▶ **Descripción del problema**:
Enumera cada uno de los parientes que se nombran en el texto dado sobre el cuarto de la tía Cynthia.

▶ **Texto dado**:
Además de los cuartos de la abuela y el abuelo estaba el cuarto que por un tiempo fue de mi tía Cynthia. Ese cuarto pasó por muchas transformaciones a lo largo de los años y tengo memoria de algunos de sus distintos momentos, incluyendo algunas de las veces que dormí ahí y en mi insomnio crónico veía reflejadas en el techo las luces de los carros que pasaban por la avenida. También me acuerdo de ese cuarto como el lugar en el que nos vestíamos para las reuniones familiares, cuando éramos más grandes y la tía Cynthia nos ayudaba a elegir ropa y nos enseñaba a maquillarnos. Tal vez en ese cuarto me puse mis primeros vestidos de fiesta y me pinté por primera vez la boca.

▶ **Extractos de ítems**:
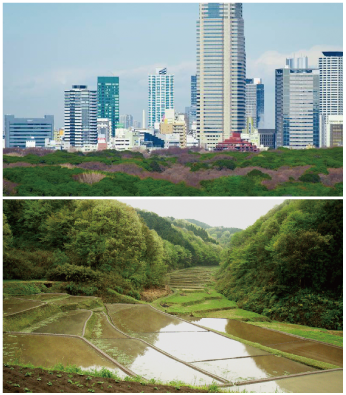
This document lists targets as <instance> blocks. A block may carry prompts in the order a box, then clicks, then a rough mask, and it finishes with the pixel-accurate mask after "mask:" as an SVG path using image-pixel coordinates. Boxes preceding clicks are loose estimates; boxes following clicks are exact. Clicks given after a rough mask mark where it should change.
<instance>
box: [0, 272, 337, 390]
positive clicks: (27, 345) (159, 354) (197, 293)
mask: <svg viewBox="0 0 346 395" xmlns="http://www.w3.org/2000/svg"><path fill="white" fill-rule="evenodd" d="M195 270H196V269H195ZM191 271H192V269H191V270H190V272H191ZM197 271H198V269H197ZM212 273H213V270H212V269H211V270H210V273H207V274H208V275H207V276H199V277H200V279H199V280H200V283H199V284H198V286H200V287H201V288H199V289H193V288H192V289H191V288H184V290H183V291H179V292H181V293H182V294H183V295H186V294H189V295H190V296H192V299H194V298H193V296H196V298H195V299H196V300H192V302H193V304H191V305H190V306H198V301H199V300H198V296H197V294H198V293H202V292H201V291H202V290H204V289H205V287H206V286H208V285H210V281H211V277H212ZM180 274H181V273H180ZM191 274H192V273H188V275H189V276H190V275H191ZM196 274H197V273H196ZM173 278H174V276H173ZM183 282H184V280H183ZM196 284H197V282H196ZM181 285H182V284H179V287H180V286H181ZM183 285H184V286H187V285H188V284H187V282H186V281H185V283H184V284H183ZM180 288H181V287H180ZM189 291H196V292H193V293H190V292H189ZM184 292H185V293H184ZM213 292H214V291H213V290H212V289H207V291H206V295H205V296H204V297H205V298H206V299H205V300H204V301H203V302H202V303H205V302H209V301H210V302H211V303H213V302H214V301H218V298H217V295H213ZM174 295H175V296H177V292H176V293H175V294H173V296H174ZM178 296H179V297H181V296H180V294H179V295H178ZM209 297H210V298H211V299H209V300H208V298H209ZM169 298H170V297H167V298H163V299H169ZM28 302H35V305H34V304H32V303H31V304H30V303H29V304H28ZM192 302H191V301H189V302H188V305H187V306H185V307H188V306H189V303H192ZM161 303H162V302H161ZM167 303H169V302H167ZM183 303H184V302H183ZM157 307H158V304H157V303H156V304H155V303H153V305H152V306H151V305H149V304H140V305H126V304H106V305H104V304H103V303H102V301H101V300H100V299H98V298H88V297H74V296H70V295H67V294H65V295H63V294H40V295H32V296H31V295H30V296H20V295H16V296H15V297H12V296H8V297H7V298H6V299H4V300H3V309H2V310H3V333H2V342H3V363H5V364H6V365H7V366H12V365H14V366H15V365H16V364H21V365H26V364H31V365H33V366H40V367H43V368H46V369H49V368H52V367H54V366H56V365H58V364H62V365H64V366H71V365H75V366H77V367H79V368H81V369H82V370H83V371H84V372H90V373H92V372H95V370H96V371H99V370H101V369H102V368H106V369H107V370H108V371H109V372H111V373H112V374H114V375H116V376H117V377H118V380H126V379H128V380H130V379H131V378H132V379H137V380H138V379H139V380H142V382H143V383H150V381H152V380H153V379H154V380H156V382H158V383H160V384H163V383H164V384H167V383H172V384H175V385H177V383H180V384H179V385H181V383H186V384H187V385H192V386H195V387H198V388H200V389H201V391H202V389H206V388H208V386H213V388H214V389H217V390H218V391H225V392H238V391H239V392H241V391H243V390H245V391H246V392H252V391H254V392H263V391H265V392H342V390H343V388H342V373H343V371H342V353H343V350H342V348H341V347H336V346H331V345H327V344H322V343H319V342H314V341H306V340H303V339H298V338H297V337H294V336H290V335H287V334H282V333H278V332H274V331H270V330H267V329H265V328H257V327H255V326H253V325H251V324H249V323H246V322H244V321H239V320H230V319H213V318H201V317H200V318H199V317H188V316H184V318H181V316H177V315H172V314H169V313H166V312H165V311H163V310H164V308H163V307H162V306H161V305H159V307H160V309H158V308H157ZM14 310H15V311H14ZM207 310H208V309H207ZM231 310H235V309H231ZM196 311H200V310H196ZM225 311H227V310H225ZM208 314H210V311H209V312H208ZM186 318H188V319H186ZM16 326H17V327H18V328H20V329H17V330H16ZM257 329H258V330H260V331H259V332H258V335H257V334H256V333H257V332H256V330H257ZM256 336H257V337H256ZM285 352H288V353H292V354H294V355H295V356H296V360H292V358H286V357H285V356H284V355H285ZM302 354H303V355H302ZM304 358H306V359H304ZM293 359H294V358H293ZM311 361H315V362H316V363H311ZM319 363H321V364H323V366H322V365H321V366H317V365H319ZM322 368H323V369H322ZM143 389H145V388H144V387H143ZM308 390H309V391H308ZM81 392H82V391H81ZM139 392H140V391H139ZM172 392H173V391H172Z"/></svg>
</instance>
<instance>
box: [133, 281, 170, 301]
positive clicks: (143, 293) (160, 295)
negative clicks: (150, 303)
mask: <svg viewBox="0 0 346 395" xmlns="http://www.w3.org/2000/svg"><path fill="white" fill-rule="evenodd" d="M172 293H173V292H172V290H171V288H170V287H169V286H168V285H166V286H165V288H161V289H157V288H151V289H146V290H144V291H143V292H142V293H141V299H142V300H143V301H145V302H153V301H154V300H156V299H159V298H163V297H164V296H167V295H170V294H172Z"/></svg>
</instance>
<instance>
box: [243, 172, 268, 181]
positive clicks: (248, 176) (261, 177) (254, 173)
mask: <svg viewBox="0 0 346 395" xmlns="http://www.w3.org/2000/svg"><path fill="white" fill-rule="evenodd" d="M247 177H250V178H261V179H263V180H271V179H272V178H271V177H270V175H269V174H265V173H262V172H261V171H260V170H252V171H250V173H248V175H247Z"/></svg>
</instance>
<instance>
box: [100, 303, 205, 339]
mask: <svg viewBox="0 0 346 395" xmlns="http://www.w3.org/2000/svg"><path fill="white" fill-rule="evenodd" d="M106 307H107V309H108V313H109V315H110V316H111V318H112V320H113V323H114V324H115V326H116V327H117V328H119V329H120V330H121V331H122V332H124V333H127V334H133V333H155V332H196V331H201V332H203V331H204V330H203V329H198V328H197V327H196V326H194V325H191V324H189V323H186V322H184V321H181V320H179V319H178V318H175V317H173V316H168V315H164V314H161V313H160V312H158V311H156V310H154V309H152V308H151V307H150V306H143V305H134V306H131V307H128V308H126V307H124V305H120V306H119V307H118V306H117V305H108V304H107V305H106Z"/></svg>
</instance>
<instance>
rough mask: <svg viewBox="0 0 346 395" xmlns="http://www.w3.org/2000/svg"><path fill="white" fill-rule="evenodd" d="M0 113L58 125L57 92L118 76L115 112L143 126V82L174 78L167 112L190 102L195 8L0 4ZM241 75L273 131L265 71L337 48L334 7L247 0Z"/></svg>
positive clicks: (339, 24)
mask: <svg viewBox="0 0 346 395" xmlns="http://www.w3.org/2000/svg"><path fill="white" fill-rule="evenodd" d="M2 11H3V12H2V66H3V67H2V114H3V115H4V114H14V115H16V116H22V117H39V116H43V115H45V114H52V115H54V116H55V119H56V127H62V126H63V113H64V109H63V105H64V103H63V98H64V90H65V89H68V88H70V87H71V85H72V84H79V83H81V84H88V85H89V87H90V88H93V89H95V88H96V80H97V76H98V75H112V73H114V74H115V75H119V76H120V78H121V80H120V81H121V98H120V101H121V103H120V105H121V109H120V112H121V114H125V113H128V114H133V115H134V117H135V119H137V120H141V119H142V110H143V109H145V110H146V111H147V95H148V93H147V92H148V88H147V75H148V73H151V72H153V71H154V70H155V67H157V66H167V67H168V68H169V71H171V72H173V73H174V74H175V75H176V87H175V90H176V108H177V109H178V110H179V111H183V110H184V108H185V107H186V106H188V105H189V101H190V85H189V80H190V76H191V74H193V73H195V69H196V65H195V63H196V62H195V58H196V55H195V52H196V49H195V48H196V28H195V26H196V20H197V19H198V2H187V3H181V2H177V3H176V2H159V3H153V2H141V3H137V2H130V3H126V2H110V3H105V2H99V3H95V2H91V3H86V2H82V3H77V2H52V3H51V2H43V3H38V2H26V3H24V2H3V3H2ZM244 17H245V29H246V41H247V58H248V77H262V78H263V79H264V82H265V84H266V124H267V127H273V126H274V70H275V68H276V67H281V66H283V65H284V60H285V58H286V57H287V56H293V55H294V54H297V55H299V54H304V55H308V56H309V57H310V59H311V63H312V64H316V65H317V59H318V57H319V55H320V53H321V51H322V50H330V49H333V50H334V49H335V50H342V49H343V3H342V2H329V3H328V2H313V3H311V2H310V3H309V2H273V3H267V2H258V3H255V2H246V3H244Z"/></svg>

▶ **Tu respuesta**:
La abuela, el abuelo y la tía Cynthia.